# Source passage

▼▼▼

In the next section, a more detailed account of the four phases illustrated with material gathered shows how the step-wise approach provided data on the various elements of a transnational space and touched, in the last phase , the spatial question directly.

2.1 Phase 1: Collecting Transnational Biographies

The first phase asked a broad sample of people of the Spanish second generation in Switzerland about their transnational experiences, in order to select cases for further data collection. We obtained the contacts through associations, the consulate, political parties, personal networks, and a subsequent snowball system. The theoretically saturated sample (Glaser and Strauss 1967) encompassed a maximum variety of cases to cover different transnational experiences.

The interviews with 19 individuals of the second generation collected a variety of transnational biographies. These biographical accounts (Fischer-Rosenthal and Rosenthal 1997; Völter et al. 2005) emphasized the aspect of time in the development of transnational networks and practices. The interviewees were asked to give an account of their relationship with Spain since their childhood. The terms “relationship” and “Spain” were not defined further, in order to leave them open to the interpretation of the interviewees. The interviews were taped and later transcribed verbatim. The beginning of an interview gives an example of the kind of the gathered accountsFootnote 4:

  • Interviewer: “To start with, think back to your childhood and think of an event or a memory that has to do with Spain or your family.”

  • Farruco: “My first thought, that just crosses my mind, well, that’s the trip to Spain every year in the car, because I have three older brothers, so we were the four of us in the car [with my parents], in the car, on four wheels, 20, no it was even longer, it was maybe 36 hours. We just went from Basel across everything to Galicia. And that is my memory as a second generation . We did this, yes definitely, once or twice a year.”

Most of the accounts of their early childhood started with memories about their trips to Spain and the holidays they spent with their family there, playing with their cousins and experiencing a world different from their daily environment in Switzerland. The excerpt shows how the interviewee sets the direction of his story: The family (four boys) jammed in a car driving all the way from Switzerland to Galicia (approx. 2000 km), at first together with their parents, and later alone. This is the starting point for a story about a continuous relationship with Spain and, therefore, also continuous travelling to Spain and back. The family (parents and brothers) will remain crucial to the various transnational relationships this person maintains presently. The excerpt also shows how memories are a social construct and are framed by social meaning (Halbwachs 1925). The often adventurous childhood-stories of travelling to Spain in summer represent a constant in the narratives of the second generation .

▲▲▲

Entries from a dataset
▼▼▼

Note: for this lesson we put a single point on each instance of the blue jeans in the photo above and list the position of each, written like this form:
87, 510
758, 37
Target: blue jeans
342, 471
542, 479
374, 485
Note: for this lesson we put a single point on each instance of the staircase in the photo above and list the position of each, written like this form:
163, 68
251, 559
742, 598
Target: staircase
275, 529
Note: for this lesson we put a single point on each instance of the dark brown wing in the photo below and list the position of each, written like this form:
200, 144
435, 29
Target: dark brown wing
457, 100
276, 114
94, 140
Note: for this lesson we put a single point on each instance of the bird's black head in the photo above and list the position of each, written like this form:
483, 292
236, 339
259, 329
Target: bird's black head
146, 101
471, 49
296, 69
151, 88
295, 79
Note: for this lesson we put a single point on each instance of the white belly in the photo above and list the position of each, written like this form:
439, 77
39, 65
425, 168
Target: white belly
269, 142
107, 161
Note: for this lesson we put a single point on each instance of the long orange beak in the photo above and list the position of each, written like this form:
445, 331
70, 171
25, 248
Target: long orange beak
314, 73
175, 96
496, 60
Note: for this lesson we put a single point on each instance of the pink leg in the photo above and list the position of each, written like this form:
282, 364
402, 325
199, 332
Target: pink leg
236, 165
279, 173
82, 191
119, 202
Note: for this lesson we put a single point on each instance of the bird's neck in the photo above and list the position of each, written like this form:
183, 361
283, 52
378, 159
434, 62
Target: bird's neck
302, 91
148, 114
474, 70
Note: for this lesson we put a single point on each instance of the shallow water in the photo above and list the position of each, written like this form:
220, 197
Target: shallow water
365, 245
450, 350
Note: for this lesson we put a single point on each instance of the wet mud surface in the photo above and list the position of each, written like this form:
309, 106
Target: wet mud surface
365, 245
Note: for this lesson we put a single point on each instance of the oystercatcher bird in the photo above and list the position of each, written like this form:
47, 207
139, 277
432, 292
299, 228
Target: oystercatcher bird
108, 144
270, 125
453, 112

▲▲▲

# Directives
(1) For the passage on the Spanish second generation in Switzerland, decide whether each statement below agrees with it, answering yes or no and quoting the deciding words: (a) contacts were obtained through associations, the consulate, political parties, personal networks and a snowball system; (b) the terms "relationship" and "Spain" were defined for the interviewees in advance; (c) the interviews were conducted with 25 individuals.
(2) Take the passage on the Spanish second generation in Switzerland further, beginning after its final sentence.

# Results
(1)
(a) Yes: "We obtained the contacts through associations, the consulate, political parties, personal networks, and a subsequent snowball system."
(b) No: "The terms “relationship” and “Spain” were not defined further, in order to leave them open to the interpretation of the interviewees."
(c) No: "The interviews with 19 individuals of the second generation collected a variety of transnational biographies."

(2)
On the basis of these accounts we constructed a typology of second-generation transnationalism . This typology resulted from a comparison of the interviews focusing on the way the second generation maintains linkages to Spain. Through analyzing the modes of inheritance of transnational networks, the ways of appropriation of these networks, and further, the variety of forms of maintaining them, the differences could be grouped into types along the temporal characteristics of the interviews (Richter and Nollert 2014; Richter 2014). This resulted in the following five types:

  • Type 1continuity. Through yearly visits to Spain—in the beginning with their parents, later alone—relationships to people and places in Spain develop into a stable and vivid network until the second generation calls this network of relationships their own. Often the interviewees could not give a direct account of this process, as it happened smoothly without being noticed.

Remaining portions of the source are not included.